▶ WRITTEN TASK
Reproduce the records verbatim, beginning with their first line and ending with the line that contains "[(0, 3), (0, 9), (9, 8), (79, 9), (79, 3)]", with both of these lines included.

··········

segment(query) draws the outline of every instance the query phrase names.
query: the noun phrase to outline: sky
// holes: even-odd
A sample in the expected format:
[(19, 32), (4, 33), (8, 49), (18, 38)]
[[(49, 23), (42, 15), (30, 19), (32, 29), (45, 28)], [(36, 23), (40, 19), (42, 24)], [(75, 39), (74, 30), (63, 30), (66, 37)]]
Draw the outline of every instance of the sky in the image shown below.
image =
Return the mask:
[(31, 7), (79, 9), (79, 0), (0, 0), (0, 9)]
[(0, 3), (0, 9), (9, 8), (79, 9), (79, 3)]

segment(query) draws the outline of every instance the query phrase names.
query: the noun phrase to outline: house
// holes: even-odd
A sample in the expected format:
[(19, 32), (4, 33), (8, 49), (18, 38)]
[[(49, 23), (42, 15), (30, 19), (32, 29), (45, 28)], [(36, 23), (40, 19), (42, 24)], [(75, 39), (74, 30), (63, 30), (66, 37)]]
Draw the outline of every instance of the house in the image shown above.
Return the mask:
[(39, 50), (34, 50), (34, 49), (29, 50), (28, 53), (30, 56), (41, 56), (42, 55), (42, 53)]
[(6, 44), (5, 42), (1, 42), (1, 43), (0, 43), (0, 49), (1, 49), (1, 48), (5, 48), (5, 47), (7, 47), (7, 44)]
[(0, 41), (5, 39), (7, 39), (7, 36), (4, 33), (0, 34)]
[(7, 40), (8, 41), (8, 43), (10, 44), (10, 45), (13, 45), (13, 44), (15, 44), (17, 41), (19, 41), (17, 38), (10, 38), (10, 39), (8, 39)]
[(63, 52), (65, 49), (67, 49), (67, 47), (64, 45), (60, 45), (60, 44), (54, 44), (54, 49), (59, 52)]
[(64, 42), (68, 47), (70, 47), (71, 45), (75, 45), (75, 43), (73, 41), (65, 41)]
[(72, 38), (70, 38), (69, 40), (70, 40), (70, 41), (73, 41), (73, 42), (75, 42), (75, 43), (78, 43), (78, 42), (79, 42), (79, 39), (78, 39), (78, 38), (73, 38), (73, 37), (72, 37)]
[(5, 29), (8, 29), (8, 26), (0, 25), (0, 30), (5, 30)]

··········

▶ FULL RESPONSE
segment(query) draws the outline of every instance the query phrase names.
query: the noun phrase to outline: sky
// holes: even-odd
A sample in the expected format:
[(19, 32), (4, 33), (8, 49), (18, 38)]
[[(49, 23), (42, 15), (30, 19), (32, 29), (45, 28)], [(36, 23), (40, 19), (42, 24)], [(75, 39), (74, 30), (63, 30), (66, 37)]]
Draw the outline of every instance of the sky in the image shown below.
image =
Return the mask:
[(31, 7), (79, 9), (79, 0), (0, 0), (0, 9)]
[(0, 3), (0, 9), (9, 8), (79, 9), (79, 3)]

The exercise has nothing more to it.